What sparked the Sampit slaughter is unclear.
Anger lingered over the police's failure to arrest three
Madurese for murdering a Dayak in nearby Kereng Pangi two months
earlier.
The respected Brussels-based International Crisis Group, in a
report two weeks ago, notes that Madurese in Sampit feared
revenge attacks, and that Dayaks believed they were stockpiling
homemade bombs.
Shortly after midnight on Feb. 18 a group of Dayaks killed
five Madurese in a Sampit house, and Madurese retaliated by
burning down a house containing a Dayak family.
The majority Madurese then "took control" of Sampit, killing
up to 24 Dayaks and, according to Dayaks, patrolling the streets
with banners such as "Sampit is a Madurese town" and "Sampit is
the second Sampang" (a major town in Madura).
Thousands of Dayaks and other non-Madurese fled Sampit,
spreading the news and setting the fuse for the bloody revenge to
follow.
The Dayak "liberators" are hailed as heroes in Sampit and the
Central Kalimantan capital of Palangkaraya, where this month the
provincial government will consider a permit system to regulate
who can enter the province, basically aimed at keeping out
Madurese "undesirables".
Dayaks also intend building a memorial near Sampit. Some say
this will be a monument to peace; others want it to honor the
Dayak "victory".
"There was no choice for them, they had to retaliate for their
dignity and integrity," says a senior member of the Council for
the Liberation of Dayak Society and Provincial Community, set up
in 1994.

### WRITTEN TASK 1
Quote the Sampit passage word for word, beginning at the words "Shortly after midnight" and stopping after "a Dayak family.".
### WRITTEN TASK 2
Extend the passage about the Sampit violence from the point where it stops.

### RECORDS PROVIDED
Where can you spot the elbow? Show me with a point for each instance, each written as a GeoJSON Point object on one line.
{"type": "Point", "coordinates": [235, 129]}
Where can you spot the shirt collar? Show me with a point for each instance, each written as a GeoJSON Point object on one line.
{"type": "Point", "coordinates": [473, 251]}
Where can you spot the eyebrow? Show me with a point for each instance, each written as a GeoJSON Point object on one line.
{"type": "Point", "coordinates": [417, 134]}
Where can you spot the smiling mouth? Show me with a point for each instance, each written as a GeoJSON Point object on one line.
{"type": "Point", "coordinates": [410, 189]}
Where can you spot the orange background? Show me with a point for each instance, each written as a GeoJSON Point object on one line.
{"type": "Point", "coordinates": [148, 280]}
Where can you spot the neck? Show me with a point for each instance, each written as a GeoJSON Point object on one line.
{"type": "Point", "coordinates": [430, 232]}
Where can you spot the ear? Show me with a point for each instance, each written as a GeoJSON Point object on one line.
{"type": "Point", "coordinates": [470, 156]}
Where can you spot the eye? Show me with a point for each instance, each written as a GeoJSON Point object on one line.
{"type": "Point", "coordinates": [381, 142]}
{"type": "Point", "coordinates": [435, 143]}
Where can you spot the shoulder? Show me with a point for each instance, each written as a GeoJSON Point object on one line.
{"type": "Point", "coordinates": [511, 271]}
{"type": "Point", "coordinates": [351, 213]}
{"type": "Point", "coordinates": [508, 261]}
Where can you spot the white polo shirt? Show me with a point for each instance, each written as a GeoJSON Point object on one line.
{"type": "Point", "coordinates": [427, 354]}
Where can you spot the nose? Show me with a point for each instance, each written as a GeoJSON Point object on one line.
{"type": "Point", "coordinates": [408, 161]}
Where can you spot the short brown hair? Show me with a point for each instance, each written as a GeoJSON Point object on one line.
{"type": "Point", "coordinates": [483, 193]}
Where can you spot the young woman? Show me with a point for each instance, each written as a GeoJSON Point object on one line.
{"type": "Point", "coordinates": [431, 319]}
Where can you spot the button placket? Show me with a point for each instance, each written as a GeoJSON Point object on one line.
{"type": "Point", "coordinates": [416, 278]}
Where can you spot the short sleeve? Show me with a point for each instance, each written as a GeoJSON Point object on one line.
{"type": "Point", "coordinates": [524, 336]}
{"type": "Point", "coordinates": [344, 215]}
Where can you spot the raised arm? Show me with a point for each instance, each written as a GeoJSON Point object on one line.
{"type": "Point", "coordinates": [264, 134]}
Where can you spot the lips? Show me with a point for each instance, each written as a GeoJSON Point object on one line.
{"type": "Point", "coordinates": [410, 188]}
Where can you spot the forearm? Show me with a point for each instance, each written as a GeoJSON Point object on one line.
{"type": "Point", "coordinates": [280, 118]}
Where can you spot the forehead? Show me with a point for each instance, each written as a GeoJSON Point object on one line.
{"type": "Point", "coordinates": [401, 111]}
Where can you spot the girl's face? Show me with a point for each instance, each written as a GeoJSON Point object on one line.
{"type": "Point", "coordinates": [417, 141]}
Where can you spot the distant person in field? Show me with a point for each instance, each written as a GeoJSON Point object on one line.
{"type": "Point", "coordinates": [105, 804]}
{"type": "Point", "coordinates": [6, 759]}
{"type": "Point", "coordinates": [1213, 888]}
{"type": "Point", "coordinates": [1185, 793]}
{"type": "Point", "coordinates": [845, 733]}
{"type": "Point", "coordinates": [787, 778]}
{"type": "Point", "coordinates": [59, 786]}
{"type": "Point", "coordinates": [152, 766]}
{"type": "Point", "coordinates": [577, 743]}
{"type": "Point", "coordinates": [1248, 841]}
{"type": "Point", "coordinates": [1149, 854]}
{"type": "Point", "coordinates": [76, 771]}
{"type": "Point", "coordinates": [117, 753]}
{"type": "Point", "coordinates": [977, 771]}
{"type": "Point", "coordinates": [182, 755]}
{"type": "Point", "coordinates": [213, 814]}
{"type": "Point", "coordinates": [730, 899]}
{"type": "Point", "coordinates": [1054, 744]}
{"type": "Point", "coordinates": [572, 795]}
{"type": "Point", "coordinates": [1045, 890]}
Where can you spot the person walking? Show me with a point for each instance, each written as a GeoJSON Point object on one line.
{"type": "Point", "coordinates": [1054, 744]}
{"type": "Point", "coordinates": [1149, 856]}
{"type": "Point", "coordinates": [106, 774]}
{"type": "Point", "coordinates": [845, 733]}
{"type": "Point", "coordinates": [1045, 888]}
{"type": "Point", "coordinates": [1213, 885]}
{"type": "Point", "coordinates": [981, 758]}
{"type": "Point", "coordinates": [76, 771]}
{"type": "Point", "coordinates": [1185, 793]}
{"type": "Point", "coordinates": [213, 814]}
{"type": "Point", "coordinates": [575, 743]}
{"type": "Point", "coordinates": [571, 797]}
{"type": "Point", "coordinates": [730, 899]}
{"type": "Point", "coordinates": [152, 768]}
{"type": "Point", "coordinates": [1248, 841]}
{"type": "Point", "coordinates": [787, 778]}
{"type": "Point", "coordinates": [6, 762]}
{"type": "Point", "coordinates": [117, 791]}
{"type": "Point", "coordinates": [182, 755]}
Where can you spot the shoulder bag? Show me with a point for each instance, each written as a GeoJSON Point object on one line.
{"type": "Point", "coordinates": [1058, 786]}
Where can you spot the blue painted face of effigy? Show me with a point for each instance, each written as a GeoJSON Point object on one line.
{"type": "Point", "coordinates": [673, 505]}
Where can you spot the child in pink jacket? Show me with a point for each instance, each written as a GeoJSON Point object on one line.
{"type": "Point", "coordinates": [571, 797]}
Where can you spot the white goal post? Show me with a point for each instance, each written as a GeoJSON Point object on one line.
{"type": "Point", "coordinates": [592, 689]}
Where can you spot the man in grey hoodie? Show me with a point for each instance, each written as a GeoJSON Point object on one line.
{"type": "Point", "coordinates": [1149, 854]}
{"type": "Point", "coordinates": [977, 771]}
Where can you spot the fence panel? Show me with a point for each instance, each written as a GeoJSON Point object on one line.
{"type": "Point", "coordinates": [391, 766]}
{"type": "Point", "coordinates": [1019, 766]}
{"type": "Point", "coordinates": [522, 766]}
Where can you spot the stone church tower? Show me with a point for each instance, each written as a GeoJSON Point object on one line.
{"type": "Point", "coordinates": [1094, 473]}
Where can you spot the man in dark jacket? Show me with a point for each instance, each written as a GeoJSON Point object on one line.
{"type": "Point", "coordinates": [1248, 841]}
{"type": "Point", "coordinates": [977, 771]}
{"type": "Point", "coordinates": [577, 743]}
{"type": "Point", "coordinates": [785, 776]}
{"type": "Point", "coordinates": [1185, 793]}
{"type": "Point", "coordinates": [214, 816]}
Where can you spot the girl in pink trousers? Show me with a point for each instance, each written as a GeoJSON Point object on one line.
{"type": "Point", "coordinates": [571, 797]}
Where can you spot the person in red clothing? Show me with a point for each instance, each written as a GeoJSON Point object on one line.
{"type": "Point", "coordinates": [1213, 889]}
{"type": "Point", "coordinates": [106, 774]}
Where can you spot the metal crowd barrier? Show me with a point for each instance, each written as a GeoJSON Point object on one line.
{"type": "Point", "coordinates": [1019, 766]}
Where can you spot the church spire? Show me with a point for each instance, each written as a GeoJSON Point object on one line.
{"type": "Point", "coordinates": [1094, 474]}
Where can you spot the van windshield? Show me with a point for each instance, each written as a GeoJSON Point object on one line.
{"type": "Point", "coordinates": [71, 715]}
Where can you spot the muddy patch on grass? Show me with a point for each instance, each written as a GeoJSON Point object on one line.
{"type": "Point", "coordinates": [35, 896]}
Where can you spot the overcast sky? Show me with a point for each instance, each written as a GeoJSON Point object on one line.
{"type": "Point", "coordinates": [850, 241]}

---

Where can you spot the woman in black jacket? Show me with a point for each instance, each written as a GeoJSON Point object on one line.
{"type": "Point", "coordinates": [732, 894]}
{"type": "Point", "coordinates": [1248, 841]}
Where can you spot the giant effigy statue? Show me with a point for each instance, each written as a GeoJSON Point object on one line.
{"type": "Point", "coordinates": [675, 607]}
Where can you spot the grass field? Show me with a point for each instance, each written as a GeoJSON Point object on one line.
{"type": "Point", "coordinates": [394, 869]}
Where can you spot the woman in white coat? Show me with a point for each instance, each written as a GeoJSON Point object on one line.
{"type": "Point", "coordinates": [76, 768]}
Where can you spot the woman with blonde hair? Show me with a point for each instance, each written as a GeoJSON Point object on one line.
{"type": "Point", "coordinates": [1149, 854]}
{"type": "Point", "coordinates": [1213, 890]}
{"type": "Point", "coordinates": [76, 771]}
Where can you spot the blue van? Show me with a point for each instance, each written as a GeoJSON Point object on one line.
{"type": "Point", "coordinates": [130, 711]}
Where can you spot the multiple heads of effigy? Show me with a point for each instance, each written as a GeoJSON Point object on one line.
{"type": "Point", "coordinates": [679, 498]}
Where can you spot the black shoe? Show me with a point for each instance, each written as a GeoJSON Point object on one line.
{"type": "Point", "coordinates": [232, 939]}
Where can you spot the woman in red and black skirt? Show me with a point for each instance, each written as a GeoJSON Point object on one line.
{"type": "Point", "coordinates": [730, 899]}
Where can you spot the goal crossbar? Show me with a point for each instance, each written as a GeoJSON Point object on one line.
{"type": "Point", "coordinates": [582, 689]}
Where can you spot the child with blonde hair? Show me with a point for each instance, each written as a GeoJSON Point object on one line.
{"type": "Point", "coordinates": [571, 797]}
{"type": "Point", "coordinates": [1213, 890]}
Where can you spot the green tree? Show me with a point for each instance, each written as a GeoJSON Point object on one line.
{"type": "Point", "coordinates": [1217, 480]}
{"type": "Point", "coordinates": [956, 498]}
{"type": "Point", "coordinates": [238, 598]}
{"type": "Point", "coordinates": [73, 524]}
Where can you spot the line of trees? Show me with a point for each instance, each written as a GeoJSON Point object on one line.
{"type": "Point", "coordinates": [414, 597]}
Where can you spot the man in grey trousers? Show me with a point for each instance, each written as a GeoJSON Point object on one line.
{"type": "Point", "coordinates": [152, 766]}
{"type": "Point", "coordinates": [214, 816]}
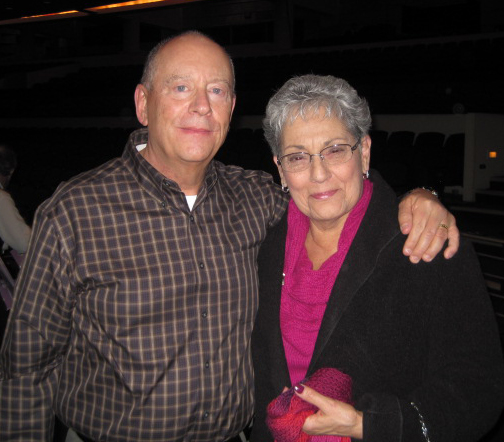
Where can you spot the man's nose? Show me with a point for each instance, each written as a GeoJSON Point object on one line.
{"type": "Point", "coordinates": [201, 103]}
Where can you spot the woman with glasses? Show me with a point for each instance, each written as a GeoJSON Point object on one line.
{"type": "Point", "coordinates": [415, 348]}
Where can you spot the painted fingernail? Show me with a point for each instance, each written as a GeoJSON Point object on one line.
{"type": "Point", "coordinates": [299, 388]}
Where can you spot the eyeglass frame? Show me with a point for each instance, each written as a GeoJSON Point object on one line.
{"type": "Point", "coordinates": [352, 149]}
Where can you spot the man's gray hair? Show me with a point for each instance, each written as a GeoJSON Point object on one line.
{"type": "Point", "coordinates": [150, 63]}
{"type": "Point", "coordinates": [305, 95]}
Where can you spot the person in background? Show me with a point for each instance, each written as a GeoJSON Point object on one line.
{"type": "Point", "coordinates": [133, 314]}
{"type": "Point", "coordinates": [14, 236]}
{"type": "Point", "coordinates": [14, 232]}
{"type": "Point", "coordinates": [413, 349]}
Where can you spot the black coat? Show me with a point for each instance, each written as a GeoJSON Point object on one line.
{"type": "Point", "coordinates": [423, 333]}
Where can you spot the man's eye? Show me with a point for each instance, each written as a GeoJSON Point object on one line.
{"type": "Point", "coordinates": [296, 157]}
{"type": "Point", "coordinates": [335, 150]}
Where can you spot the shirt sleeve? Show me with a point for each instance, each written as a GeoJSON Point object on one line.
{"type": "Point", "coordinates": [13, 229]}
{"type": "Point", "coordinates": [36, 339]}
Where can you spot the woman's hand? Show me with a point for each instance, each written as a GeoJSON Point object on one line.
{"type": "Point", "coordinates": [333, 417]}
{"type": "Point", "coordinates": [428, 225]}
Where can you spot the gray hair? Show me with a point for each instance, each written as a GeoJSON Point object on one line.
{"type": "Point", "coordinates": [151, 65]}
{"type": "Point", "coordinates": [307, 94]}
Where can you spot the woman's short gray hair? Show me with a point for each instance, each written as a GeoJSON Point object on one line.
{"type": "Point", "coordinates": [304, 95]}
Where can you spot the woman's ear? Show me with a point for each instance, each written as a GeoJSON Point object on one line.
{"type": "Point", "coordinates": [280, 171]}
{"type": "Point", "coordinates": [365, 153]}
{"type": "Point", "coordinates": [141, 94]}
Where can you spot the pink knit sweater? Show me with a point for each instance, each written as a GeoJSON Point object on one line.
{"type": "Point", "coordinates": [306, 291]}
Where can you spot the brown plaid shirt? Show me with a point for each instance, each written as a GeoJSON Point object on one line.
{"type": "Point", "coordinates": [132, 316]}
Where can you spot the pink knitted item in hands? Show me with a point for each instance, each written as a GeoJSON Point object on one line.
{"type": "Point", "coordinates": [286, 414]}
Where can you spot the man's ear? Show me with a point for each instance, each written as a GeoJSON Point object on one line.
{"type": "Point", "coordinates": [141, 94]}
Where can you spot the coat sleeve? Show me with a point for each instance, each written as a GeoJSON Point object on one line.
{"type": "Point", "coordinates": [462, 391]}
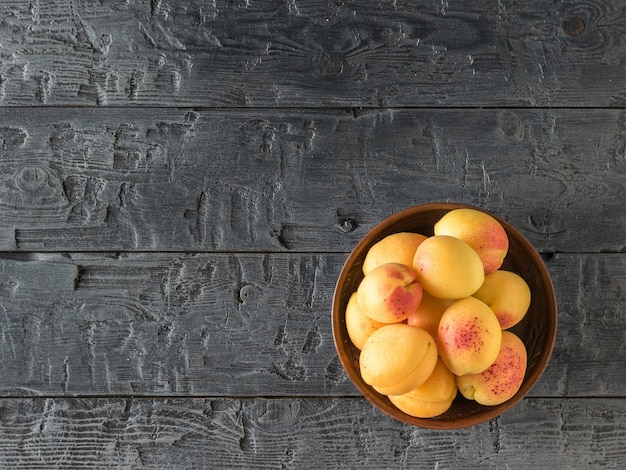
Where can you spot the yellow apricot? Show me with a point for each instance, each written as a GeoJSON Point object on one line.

### TASK OUTPUT 1
Shortly after midnight on Feb. 18 a group of Dayaks killed
five Madurese in a Sampit house, and Madurese retaliated by
burning down a house containing a Dayak family.

### TASK OUTPUT 2
He asks to remain anonymous, as council members have been
accused of inciting the violence and a number remain under city
arrest in Sampit and Palangkaraya.
"This (conflict) was a result of the marginalization of the
Dayak people -- political, economic and social -- during the New
Order.
"Our Dayak lobby has been no good in Jakarta, but through this
conflict we are starting to get a voice there.
"This has been good (for Dayak culture). It has many
blessings, and we have to use it and move forward."
He says regulations are needed to guarantee Madurese criminals
do not return. In the longer term, Dayaks must be guaranteed a
fair share of Central Kalimantan's resources.
This hardline stand was evident at a Kalimantan People's
Congress held last month, which accused the Madurese of starting
the Sampit violence and demanded they apologize.
The chairman of the provincial council, Fawzy Zain Bachsin,
says priority will be given this month to regulating entry to the
province, but other changes will take much longer.
A Dayak sociologist at Palangkaraya University, Arnusianto,
says attempts to legislate for economic equality, while worthy,
will have to deal with the reluctance of traditional Dayaks to
participate in the formal economy.
"They don't like to work like that ... they also don't work as
employees, they are very independent," he says. "They like to go
to the forest and live on their own.
"You can see there have been so many big companies -- timber
or palm oil plantations, big companies -- and the Dayaks still
live in the forest around there.
"They're not really interested in working in the formal sector
like that."
He says as well that many Dayaks, not just those living a
traditional lifestyle, do not appreciate the value of education.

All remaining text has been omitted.